**What needs to be done**
Your answer should hold exactly the lines from the line containing "In the photograph above, where can the drainpipe" through the end of the entries that follow.

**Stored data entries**
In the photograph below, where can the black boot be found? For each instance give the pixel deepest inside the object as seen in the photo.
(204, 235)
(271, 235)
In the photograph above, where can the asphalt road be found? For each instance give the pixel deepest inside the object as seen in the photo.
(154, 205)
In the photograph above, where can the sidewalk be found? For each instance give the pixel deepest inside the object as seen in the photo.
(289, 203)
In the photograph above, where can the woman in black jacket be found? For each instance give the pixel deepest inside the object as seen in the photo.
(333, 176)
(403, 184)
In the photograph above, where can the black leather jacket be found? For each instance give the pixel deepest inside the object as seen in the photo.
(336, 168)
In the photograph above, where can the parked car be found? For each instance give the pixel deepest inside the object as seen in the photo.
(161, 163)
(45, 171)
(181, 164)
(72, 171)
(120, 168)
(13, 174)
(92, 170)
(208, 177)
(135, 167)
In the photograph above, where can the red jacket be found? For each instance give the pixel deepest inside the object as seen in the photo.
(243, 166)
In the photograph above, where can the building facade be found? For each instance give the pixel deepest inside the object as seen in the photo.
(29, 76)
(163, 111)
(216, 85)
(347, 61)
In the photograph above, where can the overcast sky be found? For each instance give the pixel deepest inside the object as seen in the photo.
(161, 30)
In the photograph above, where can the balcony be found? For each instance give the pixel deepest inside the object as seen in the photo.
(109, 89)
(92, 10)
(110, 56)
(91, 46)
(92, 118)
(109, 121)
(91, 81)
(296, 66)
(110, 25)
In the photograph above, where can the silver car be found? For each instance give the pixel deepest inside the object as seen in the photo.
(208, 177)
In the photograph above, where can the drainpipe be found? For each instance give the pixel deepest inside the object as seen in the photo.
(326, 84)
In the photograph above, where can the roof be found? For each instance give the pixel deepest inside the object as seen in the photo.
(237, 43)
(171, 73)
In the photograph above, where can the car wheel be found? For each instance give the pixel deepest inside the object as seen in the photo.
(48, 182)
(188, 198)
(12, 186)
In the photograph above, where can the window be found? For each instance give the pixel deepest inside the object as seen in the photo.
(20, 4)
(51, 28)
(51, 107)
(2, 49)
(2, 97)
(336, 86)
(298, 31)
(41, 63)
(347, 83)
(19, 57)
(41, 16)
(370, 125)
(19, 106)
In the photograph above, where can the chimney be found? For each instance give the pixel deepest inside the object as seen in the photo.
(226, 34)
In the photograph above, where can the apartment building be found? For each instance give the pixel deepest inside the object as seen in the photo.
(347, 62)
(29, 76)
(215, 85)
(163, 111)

**Result**
In the photograph above, where can the drainpipe be found? For each instance give the pixel deepest inside the object as seen in the photo.
(326, 84)
In the photograph above, where can the roof be found? For each instance give the pixel deepest inside the object as seen in the photo.
(237, 43)
(171, 73)
In the photograph above, where can the car wheel be found? For each instance give the pixel deepest inside the object as seen in the photo.
(48, 182)
(188, 198)
(12, 186)
In the photograph above, where can the window be found? For each instance give the pixel deepest inside the object as seen in the photo.
(20, 4)
(51, 28)
(51, 107)
(2, 49)
(2, 97)
(336, 86)
(298, 31)
(41, 63)
(347, 83)
(19, 57)
(41, 16)
(370, 125)
(19, 106)
In the photograph above, where can the chimney be found? For each instance give the pixel deepest inside the object as seen in the photo.
(226, 34)
In the photograph above, where can the apartment building be found? For each instance give the pixel deepest inside the object as seen in the photo.
(347, 62)
(29, 76)
(215, 85)
(163, 111)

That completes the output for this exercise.